» **WRITTEN PROBLEM A**: Repeat the passage of the migration guide below, starting with "experimental::Noc noc; //" and going on through "in L1 memory.", with no changes.

Device 2.0 Data Movement API Migration Guide
This guide helps developers migrate from legacy data movement APIs to the new experimental Device 2.0 APIs located in tt_metal/hw/inc/experimental/.
Note: These APIs are experimental and subject to change.
Table of Contents
Overview
The Device 2.0 experimental APIs provide a more object-oriented, type-safe interface for data movement operations on Tenstorrent hardware. Key benefits include:
Type Safety: Template-based traits system prevents common errors at compile time
Cleaner Abstractions: Object-oriented wrappers around raw addresses and operations
Unified Interface: Consistent API patterns across different data sources/destinations
Better Encapsulation: State management within class instances
Header Files
Include the following headers based on your needs:
#include "experimental/noc.h" // Core NoC operations
#include "experimental/circular_buffer.h" // CircularBuffer wrapper
#include "experimental/core_local_mem.h" // Safe L1 memory pointers
#include "experimental/endpoints.h" // Unicast/Multicast/AllocatorBank endpoints
#include "experimental/noc_semaphore.h" // Semaphore synchronization
#include "experimental/tensor.h" // TensorAccessor traits
#include "experimental/lock.h" // RAII lock utilities
Key Classes
experimental::Noc
The central class for NoC operations. Wraps a Noc index and provides methods for async reads, writes, multicasts, and barriers.
experimental::Noc noc; // Uses default noc_index
experimental::Noc noc1(1); // Explicitly use NoC 1
experimental::CircularBuffer
Provides circular buffer operations.
experimental::CircularBuffer cb(cb_id);
cb.reserve_back(num_pages);
cb.push_back(num_pages);
cb.wait_front(num_pages);
cb.pop_front(num_pages);
experimental::CoreLocalMem<T>
Provides a safe zero overhead way to access a given type in L1 memory.
experimental::CoreLocalMem<uint32_t> mem(address);
mem[0] = value; // Array-style access
auto val = *mem; // Dereference
mem++; // Pointer arithmetic
auto addr = mem.get_address();
experimental::Semaphore
Provides a semaphore for synchronization.

» **INPUT ROWS**:
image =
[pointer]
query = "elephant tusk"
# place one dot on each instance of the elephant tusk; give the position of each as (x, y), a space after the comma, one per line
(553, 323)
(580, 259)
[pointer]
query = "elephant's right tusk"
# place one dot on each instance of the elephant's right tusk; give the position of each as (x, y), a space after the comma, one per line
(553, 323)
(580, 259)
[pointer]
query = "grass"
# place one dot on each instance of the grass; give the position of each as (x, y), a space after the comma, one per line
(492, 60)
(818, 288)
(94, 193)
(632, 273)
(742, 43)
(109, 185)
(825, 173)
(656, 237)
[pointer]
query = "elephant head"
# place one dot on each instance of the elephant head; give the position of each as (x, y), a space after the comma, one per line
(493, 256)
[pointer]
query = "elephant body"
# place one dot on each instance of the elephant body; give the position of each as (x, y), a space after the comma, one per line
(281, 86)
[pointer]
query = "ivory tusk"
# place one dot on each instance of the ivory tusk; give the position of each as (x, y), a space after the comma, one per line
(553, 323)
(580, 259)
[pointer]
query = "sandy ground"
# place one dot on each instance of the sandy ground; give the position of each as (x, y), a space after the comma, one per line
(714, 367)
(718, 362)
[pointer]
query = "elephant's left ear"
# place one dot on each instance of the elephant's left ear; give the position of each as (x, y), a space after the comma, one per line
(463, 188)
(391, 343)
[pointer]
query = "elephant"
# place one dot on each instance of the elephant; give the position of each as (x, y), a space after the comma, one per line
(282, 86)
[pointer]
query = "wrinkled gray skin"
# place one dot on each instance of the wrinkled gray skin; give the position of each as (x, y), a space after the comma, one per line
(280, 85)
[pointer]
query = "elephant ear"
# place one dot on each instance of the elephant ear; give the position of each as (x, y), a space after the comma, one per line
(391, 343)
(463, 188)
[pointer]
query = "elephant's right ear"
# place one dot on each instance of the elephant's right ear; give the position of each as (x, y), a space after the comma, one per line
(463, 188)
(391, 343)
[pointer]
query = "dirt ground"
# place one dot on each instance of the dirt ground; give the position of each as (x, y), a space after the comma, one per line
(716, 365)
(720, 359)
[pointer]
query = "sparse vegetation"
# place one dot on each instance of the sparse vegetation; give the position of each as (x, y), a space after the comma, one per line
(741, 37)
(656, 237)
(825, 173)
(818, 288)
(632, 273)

» **WRITTEN PROBLEM B**: Return every line of the records above that contains the word "sparse".

» **TASK ANSWER A**:
experimental::Noc noc; // Uses default noc_index
experimental::Noc noc1(1); // Explicitly use NoC 1
experimental::CircularBuffer
Provides circular buffer operations.
experimental::CircularBuffer cb(cb_id);
cb.reserve_back(num_pages);
cb.push_back(num_pages);
cb.wait_front(num_pages);
cb.pop_front(num_pages);
experimental::CoreLocalMem<T>
Provides a safe zero overhead way to access a given type in L1 memory.

» **TASK ANSWER B**:
query = "sparse vegetation"
# place one dot on each instance of the sparse vegetation; give the position of each as (x, y), a space after the comma, one per line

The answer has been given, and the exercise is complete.